Verilen Metin
CUMHURİYETTEKİ OSMANLI
Osmanlı bir yana, Cumhuriyetteki Osmanlı aynı akılla aynı minval üzerinde sürüyor. İliklerine kadar sinmiş, kemiklerini kırmış ve yaşamaya devam etmiş olunmasına rağmen bunu bile unutmuş olmak, bilinçte izi kalmamış olmak yaraların, zaafların en büyüğüdür. Alevileri ötekileştirip katleden akıl, bu zaaftan beslenmektedir; buna toplumsal korku psikolojisi diye bakıp hak vermek bir tür gerçekten kaçış değilse, Alevilerin bilincini kirletmeye çalışan bir çabadan başka bir şey değildir; Dersim’den Çorum’a, Maraş’a, Sivas-Madımak’a uzanan kanlı yolu bu akıllar katillerle el birliği yaparak döşemiştir.

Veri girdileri

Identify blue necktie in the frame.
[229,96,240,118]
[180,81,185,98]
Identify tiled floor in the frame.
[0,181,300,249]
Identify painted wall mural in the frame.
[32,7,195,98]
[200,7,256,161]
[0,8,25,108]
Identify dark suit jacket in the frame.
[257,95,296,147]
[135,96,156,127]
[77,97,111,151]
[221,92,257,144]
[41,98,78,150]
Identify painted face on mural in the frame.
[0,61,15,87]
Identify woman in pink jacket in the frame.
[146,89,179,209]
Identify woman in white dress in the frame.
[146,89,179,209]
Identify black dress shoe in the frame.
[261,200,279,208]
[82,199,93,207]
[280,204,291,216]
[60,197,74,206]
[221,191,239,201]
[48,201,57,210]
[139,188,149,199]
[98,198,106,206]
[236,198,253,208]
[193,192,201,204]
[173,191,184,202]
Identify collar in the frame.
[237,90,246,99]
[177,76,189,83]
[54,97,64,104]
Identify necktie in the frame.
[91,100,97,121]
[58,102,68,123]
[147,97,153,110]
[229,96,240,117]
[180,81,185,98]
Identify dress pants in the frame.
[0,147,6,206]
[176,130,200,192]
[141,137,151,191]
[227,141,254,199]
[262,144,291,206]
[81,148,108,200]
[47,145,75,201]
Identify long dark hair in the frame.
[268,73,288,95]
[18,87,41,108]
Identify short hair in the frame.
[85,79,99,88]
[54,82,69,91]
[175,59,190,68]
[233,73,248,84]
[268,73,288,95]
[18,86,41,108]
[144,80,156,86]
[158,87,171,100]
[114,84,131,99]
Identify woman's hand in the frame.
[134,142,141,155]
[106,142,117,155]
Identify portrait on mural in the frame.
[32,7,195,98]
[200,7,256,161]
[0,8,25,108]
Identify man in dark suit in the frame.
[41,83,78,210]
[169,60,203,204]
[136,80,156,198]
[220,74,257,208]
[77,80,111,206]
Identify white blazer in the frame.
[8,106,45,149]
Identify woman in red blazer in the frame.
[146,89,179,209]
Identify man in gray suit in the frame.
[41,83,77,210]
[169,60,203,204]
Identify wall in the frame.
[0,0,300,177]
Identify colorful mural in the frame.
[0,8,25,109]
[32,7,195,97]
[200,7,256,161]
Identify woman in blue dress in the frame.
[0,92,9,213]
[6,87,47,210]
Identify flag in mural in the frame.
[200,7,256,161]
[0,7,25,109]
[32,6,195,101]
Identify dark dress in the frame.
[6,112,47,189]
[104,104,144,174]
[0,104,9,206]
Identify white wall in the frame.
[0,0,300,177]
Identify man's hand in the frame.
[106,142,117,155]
--
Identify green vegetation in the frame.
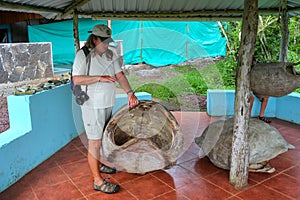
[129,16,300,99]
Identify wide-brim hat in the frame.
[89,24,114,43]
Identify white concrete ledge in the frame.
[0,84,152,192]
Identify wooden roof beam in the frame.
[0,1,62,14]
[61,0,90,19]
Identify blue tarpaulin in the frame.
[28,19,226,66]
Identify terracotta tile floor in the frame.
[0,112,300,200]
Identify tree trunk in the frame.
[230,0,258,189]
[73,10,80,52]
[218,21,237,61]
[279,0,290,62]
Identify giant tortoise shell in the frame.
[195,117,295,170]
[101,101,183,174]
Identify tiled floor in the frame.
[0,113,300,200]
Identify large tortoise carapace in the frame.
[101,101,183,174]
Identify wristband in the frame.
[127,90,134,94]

Yönerge 1
Metne dayanarak şu soruları yanıtlayın:
(a) Metnin başlığı nedir?
(b) Metin, yaraların ve zaafların en büyüğü olarak neyi gösteriyor?
(c) Metinde sözü edilen kanlı yol hangi yerlerden geçiyor?
Yönerge 2
Lütfen metinde "CUMHURİYETTEKİ OSMANLI" ile "birliği yaparak döşemiştir." arasındaki bölümü, bu iki ifade de dahil olmak üzere hiç değiştirmeden döndürün.
Buradaki malzemenin metinle hiçbir ilgisi yok.

Sonuç 1
(a) Cumhuriyetteki Osmanlı.
(b) İliklerine kadar sinmiş, kemiklerini kırmış ve yaşamaya devam etmiş olunmasına rağmen bunu bile unutmuş olmak, bilinçte izi kalmamış olmak.
(c) Dersim, Çorum, Maraş ve Sivas-Madımak.

Sonuç 2
CUMHURİYETTEKİ OSMANLI
Osmanlı bir yana, Cumhuriyetteki Osmanlı aynı akılla aynı minval üzerinde sürüyor. İliklerine kadar sinmiş, kemiklerini kırmış ve yaşamaya devam etmiş olunmasına rağmen bunu bile unutmuş olmak, bilinçte izi kalmamış olmak yaraların, zaafların en büyüğüdür. Alevileri ötekileştirip katleden akıl, bu zaaftan beslenmektedir; buna toplumsal korku psikolojisi diye bakıp hak vermek bir tür gerçekten kaçış değilse, Alevilerin bilincini kirletmeye çalışan bir çabadan başka bir şey değildir; Dersim’den Çorum’a, Maraş’a, Sivas-Madımak’a uzanan kanlı yolu bu akıllar katillerle el birliği yaparak döşemiştir.